____ Records for processing

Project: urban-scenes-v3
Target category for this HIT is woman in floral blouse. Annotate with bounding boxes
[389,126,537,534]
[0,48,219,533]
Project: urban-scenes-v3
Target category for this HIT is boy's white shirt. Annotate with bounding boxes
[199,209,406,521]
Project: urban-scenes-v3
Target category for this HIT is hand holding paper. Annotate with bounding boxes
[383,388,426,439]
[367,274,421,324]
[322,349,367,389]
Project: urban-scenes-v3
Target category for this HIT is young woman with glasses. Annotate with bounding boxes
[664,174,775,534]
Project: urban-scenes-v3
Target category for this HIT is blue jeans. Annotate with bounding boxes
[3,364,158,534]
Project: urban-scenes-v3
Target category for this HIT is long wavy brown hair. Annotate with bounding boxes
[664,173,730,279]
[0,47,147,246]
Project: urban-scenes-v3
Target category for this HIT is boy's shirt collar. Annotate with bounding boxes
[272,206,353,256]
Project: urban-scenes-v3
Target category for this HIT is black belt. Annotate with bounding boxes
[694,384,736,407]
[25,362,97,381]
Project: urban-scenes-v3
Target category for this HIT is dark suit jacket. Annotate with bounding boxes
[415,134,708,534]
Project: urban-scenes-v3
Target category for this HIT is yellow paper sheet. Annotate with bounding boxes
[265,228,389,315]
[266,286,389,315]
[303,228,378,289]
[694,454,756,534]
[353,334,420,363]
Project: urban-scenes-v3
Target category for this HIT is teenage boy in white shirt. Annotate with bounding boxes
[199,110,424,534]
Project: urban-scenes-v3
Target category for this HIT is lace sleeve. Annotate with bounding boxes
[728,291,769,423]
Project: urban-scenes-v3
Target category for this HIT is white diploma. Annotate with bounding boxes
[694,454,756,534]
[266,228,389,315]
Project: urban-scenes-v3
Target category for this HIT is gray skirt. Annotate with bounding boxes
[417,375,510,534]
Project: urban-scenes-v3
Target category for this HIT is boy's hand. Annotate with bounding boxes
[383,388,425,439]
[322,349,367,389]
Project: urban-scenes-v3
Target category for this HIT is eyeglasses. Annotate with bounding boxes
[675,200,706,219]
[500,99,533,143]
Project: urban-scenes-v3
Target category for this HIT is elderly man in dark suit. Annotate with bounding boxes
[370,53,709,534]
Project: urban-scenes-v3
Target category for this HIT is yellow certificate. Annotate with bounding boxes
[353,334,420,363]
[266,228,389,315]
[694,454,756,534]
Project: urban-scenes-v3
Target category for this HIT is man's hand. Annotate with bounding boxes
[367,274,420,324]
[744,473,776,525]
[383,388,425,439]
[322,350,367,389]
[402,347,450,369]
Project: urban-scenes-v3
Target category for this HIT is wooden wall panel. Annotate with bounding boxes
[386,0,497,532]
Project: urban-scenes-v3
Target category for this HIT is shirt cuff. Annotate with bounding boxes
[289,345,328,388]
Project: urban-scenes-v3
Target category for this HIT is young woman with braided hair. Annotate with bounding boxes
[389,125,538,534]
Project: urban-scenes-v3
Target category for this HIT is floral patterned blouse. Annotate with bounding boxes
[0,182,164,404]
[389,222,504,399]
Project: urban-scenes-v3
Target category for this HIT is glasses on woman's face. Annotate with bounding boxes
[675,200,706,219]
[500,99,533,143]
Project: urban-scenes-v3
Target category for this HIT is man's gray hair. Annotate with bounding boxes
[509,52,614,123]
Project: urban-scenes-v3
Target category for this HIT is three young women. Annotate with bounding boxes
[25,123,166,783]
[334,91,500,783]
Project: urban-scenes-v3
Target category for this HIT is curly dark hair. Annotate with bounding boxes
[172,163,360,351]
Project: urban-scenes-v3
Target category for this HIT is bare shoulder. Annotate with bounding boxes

________
____ Records for processing

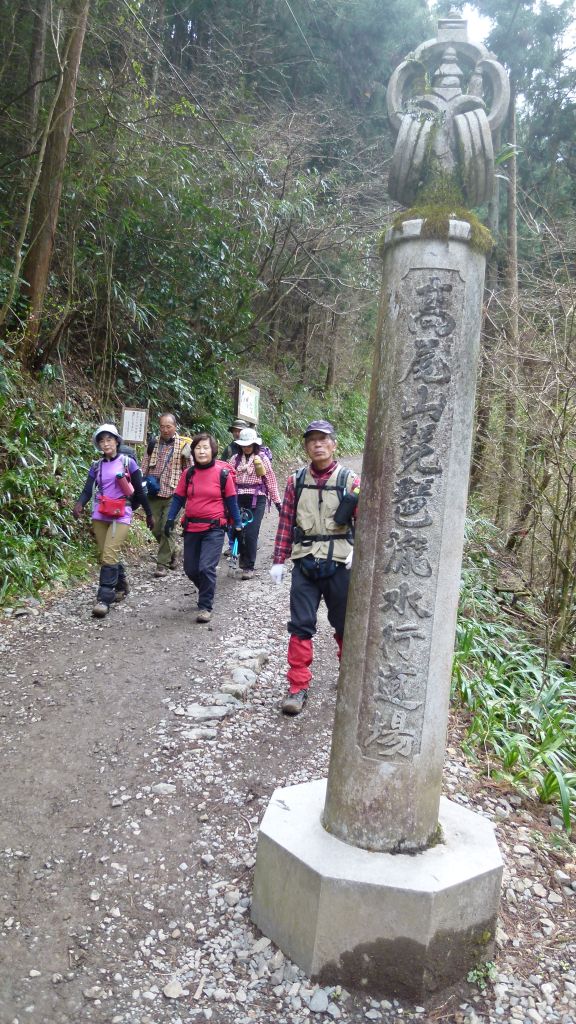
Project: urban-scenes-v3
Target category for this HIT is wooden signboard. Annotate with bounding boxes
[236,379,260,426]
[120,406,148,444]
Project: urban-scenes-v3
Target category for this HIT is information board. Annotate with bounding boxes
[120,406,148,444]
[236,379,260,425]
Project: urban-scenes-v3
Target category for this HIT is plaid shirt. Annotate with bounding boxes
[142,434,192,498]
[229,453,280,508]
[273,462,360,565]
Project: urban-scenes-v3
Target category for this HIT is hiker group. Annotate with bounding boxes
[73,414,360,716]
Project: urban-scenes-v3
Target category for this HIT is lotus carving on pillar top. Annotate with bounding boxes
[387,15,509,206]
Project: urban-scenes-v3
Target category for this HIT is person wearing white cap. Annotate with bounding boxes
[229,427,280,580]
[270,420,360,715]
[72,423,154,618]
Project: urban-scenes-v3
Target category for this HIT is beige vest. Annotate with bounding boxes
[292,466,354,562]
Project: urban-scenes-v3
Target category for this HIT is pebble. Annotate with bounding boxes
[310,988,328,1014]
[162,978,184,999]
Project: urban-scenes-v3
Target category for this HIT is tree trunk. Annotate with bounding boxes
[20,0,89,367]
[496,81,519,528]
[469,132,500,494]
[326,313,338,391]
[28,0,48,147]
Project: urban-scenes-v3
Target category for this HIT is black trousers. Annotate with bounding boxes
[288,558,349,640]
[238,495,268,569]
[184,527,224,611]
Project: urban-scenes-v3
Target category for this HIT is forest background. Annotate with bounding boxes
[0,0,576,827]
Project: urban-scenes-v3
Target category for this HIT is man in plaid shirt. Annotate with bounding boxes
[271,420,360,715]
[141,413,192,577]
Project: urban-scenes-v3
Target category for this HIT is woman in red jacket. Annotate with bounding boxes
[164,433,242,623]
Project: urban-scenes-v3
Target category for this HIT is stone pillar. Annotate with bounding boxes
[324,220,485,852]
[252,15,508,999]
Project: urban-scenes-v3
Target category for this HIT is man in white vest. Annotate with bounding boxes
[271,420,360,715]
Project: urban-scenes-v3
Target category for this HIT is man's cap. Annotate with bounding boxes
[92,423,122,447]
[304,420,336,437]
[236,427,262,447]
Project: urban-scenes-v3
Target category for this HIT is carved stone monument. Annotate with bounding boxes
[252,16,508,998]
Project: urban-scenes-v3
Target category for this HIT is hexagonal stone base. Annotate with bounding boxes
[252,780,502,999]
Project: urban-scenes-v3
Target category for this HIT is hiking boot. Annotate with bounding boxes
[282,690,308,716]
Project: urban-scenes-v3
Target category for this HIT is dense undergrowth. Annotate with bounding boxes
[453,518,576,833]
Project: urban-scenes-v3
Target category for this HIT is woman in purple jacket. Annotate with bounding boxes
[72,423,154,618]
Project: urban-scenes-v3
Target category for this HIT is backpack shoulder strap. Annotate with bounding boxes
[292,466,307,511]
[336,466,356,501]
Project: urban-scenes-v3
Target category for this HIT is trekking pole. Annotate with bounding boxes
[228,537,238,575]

________
____ Records for processing

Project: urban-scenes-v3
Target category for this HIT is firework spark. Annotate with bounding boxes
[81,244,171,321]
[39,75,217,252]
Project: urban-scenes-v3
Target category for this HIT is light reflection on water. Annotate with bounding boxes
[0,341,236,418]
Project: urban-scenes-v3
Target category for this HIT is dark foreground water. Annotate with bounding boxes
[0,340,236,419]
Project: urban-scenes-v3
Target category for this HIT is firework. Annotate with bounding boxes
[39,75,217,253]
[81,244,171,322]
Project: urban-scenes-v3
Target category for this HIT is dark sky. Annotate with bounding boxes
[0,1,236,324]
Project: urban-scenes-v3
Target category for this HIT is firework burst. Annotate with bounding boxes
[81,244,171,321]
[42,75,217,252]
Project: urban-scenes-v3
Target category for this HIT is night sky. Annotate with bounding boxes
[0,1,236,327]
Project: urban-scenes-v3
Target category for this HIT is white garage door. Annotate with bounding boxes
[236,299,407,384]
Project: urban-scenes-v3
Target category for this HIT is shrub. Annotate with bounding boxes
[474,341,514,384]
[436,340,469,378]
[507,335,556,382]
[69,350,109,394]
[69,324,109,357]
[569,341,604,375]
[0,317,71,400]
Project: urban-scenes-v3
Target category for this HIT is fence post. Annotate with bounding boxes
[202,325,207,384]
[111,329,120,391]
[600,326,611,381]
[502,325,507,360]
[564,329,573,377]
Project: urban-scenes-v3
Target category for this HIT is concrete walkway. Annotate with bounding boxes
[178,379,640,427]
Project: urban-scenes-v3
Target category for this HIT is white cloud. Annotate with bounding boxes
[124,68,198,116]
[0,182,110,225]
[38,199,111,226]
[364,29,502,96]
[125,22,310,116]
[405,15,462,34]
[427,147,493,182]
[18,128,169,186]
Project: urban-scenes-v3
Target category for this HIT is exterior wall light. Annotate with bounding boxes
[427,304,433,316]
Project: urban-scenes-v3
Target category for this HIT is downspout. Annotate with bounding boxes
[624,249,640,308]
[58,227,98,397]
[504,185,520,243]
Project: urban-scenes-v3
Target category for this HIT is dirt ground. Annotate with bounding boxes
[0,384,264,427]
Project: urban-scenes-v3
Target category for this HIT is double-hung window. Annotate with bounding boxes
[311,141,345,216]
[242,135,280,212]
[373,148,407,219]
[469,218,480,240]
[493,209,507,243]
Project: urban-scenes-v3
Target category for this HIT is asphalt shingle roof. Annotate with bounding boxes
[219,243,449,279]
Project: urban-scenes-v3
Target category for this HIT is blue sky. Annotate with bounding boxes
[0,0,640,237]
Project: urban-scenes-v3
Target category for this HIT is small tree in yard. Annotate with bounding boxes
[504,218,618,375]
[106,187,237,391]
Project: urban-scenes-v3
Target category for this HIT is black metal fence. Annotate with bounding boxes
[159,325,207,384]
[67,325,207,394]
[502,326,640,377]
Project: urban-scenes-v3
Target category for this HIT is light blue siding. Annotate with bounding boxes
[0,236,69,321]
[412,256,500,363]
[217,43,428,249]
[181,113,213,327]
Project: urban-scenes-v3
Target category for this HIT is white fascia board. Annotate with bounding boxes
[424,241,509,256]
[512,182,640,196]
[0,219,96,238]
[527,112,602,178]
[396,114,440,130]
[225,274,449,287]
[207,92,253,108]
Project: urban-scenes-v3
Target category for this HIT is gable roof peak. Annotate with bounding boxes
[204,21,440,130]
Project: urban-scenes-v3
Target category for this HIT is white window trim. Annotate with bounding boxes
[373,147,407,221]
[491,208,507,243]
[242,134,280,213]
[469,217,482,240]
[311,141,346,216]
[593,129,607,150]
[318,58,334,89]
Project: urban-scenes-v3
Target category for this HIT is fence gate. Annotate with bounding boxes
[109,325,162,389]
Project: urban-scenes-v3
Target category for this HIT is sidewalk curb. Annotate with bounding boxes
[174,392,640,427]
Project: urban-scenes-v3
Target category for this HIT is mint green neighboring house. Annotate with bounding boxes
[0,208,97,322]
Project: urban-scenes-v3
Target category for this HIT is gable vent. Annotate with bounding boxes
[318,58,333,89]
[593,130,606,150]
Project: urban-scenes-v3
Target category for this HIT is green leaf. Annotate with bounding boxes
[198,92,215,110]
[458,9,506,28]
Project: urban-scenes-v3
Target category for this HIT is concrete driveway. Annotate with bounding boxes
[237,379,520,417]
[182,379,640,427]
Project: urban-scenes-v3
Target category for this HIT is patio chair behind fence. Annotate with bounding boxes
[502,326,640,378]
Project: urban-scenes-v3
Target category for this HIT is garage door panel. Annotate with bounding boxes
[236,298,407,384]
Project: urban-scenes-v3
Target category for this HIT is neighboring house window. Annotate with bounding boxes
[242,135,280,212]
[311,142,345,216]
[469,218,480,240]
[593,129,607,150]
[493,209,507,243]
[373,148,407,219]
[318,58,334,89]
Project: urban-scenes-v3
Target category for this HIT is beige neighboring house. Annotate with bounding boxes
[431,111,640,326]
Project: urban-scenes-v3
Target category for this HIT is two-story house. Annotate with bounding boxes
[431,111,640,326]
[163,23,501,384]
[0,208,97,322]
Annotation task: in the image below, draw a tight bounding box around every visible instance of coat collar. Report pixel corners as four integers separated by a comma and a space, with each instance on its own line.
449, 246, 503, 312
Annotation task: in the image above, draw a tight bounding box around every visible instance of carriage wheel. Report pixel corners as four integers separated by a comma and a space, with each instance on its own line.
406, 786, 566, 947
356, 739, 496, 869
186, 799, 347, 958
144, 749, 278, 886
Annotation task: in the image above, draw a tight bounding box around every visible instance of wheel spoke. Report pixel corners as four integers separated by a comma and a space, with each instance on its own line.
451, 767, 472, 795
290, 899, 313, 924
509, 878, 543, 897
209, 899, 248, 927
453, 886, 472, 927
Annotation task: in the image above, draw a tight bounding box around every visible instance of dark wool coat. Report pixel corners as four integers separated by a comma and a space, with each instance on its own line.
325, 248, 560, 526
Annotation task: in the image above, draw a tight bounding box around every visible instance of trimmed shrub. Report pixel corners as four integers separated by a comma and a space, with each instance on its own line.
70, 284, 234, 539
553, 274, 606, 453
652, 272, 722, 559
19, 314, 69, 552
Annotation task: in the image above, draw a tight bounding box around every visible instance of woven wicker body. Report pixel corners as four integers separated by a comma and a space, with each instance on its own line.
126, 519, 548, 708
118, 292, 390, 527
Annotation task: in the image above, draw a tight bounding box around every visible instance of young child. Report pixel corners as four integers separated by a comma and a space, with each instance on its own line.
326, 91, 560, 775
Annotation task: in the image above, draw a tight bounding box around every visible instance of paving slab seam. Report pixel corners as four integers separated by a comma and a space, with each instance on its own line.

________

> [Your goal]: Reproduce the records verbatim, starting at the line that contains "Annotation task: in the image below, draw" and stopping after the line that contains "449, 246, 503, 312".

> [Solution to the exercise]:
Annotation task: in the image below, draw a tight bounding box around every visible instance of coat collar. Report pixel corners as four integers separated by a comma and a space, with each instance on its own line.
449, 246, 503, 312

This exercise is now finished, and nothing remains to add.